▸ Exercise aim
List each line in the material below that contains the word "dark". Treat uppercase and lowercase letters as different.

▸ Dataset rows
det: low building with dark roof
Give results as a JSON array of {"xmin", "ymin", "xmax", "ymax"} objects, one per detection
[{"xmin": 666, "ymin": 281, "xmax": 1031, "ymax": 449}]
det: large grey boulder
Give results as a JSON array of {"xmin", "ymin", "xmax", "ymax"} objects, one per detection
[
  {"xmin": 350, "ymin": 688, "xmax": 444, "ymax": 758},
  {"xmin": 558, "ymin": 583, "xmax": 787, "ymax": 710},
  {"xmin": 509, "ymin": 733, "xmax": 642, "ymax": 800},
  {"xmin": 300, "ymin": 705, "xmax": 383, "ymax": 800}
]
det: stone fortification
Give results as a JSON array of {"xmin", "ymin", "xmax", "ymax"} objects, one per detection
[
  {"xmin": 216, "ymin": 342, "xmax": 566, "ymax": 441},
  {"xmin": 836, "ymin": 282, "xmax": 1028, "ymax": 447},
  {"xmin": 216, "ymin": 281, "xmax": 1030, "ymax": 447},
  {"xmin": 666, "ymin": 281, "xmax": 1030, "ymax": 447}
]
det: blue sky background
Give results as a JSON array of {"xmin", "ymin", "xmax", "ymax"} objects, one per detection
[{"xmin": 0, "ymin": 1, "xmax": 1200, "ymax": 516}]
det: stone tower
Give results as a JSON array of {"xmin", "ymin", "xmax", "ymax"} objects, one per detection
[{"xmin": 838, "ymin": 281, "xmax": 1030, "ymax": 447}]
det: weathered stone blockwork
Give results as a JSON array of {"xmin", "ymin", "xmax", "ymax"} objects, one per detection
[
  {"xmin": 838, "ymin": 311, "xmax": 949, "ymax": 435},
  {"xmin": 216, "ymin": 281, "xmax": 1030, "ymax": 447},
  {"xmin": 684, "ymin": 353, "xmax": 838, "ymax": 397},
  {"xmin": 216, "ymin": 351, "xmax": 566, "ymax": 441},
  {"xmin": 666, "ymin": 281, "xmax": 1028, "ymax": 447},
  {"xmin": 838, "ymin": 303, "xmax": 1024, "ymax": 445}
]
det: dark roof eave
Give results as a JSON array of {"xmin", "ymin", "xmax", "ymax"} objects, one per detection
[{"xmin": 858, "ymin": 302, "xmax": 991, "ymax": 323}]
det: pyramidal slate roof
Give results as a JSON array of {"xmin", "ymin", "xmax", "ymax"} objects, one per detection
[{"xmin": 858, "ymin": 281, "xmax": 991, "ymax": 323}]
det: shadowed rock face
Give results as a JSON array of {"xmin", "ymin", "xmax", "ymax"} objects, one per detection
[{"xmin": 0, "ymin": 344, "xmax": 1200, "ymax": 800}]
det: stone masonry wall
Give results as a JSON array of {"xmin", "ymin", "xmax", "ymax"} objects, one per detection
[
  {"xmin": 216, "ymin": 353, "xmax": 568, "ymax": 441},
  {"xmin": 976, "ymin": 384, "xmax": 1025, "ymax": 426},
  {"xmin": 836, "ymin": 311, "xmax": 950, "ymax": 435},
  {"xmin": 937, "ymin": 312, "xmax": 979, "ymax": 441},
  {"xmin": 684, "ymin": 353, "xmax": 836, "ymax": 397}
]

▸ Full solution
det: low building with dark roof
det: dark roof eave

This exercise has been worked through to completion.